Tugas:
Tuliskan kembali tanpa perubahan bagian teks tentang kekerasan terhadap anak yang terletak antara "Hampir tiga dari" dan "saat mereka dewasa.", termasuk kedua bagian itu.

Teks Dokumen:
#####

Hampir tiga dari empat anak di seluruh dunia mengalami kekerasan setiap tahunnya. Hal tersebut sesuai dengan sebuah penelitian baru tentang anak-anak di negara kaya dan miskin.
Lebih lanjut laporan tersebut juga menegaskan bahwa kekerasan yang dialami anak terkait dengan kekerasan terhadap perempuan. Anak-anak yang menyaksikan kekerasan yang dialami ibunya cenderung menjadi korban atau pelaku kekerasan saat mereka dewasa.
Laporan yang berjudul Ending Violence in Childhood: Global Report 2017 atau Mengakhiri Kekerasan pada Anak: Laporan Global 2017 itu diterbitkan oleh Know Violence in Childhood, kelompok advokasi internasional yang berdiri tiga tahun lalu di India.
Penelitian ini menemukan kekerasan pada anak hampir universal, dan berdampak pada 1,7 miliar anak-anak selama setahun. Kekerasan yang dimaksud termasuk perisakan atau bullying atau perkelahian, pelecehan seksual, hukuman fisik di rumah dan sekolah dan kekerasan seksual.
Penelitian ini fokus pada kekerasan antara pelaku dan anak. Para peneliti tidak mengikutsertakan kekerasan dalam perang atau kejadian-kejadian lain. Dibutuhkan waktu lebih dari tiga tahun untuk mendokumentasikan skala kekerasan yang dialami jutaan anak di seluruh dunia.
Penelitian tersebut juga menjajaki strategi untuk mengakhiri kekerasan tersebut.

#####

Data yang Diberikan:
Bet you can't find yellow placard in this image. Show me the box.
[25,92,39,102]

#####

Jawaban:
Hampir tiga dari empat anak di seluruh dunia mengalami kekerasan setiap tahunnya. Hal tersebut sesuai dengan sebuah penelitian baru tentang anak-anak di negara kaya dan miskin.
Lebih lanjut laporan tersebut juga menegaskan bahwa kekerasan yang dialami anak terkait dengan kekerasan terhadap perempuan. Anak-anak yang menyaksikan kekerasan yang dialami ibunya cenderung menjadi korban atau pelaku kekerasan saat mereka dewasa.